Position identification records

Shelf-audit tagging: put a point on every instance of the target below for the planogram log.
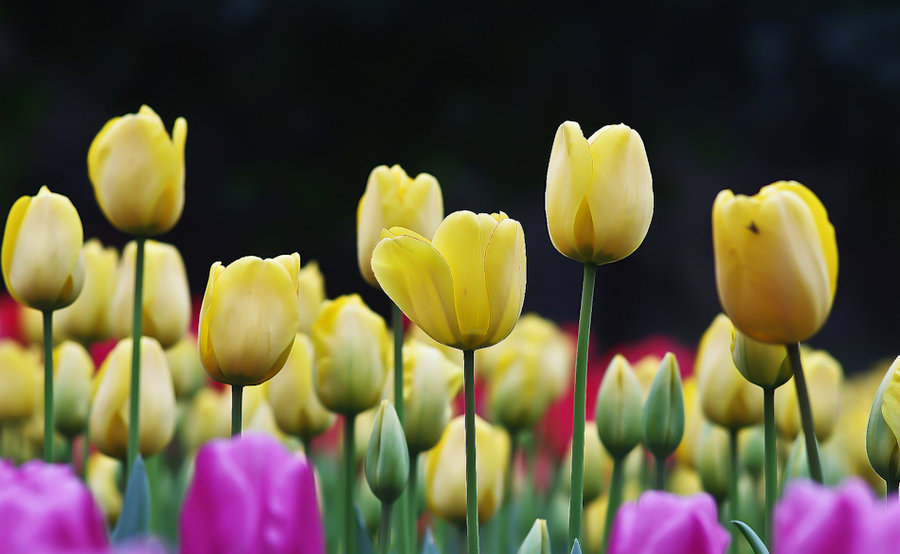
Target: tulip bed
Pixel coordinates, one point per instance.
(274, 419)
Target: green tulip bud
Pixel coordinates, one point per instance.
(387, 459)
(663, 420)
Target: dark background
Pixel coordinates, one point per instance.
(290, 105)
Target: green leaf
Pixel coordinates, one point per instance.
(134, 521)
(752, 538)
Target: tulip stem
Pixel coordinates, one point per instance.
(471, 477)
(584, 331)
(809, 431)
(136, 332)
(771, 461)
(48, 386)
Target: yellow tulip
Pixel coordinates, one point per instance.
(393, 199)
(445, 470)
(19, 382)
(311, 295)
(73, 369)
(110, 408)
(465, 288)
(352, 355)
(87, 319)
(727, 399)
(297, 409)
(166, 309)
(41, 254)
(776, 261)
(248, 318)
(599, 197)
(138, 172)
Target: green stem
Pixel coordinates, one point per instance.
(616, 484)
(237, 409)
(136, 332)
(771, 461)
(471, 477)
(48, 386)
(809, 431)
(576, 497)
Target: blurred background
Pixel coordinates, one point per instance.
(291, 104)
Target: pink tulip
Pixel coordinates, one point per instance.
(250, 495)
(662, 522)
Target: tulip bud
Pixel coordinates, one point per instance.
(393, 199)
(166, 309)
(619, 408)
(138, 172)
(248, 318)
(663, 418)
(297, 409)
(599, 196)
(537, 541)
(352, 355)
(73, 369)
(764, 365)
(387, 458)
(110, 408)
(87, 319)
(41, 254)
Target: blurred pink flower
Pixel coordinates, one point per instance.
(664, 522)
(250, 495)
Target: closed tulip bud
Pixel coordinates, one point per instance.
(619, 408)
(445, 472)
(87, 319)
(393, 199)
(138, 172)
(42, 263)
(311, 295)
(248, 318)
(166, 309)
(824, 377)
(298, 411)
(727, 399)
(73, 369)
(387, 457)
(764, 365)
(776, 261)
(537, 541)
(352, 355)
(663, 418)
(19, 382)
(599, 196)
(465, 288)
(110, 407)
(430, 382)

PROBLEM DETAILS
Will you copy all of the lines above word for word, leaving the pictures out?

RESULT
Shelf-audit tagging: put a point on every instance of the target below for the planogram log.
Target: tulip bed
Pixel coordinates, one point per instance.
(274, 419)
Target: green tulip bud
Pixel coordinates, one point per instance.
(387, 459)
(663, 420)
Target: dark background
Pixel coordinates, one point per instance.
(290, 105)
Target: green leaf
Pixel coordinates, one point per instance.
(134, 521)
(752, 538)
Target: tulip stem
Pixel coordinates, one point per instance.
(471, 477)
(584, 331)
(809, 431)
(136, 332)
(771, 461)
(48, 386)
Target: yellow tulip
Pixel coordinates, one point per instance.
(393, 199)
(445, 470)
(19, 382)
(311, 295)
(73, 369)
(110, 408)
(465, 288)
(352, 355)
(87, 319)
(727, 399)
(297, 409)
(166, 309)
(41, 254)
(776, 261)
(248, 318)
(599, 197)
(138, 172)
Target: green stem
Pixel coordinates, one point per instance.
(616, 484)
(237, 409)
(136, 332)
(771, 461)
(471, 477)
(48, 386)
(809, 431)
(576, 497)
Target: blurred background
Pixel coordinates, one point per instance.
(291, 104)
Target: pink tulip
Pixel coordinates, one point per instance.
(250, 495)
(662, 522)
Target: tulip bud
Pixel coordinates, one point per instance.
(393, 199)
(166, 309)
(619, 408)
(138, 172)
(248, 318)
(663, 418)
(297, 409)
(599, 196)
(537, 541)
(352, 355)
(73, 369)
(764, 365)
(387, 458)
(110, 408)
(87, 319)
(41, 254)
Target: blurred pink flower
Pixel coordinates, one point per instance.
(664, 522)
(250, 495)
Target: closed tulip bud
Pixel coordinates, one point per instance.
(619, 408)
(445, 472)
(87, 319)
(393, 199)
(138, 172)
(42, 263)
(311, 295)
(248, 318)
(166, 309)
(824, 377)
(298, 411)
(727, 399)
(73, 369)
(387, 457)
(764, 365)
(776, 261)
(537, 541)
(352, 355)
(663, 418)
(19, 382)
(599, 196)
(465, 288)
(110, 407)
(430, 382)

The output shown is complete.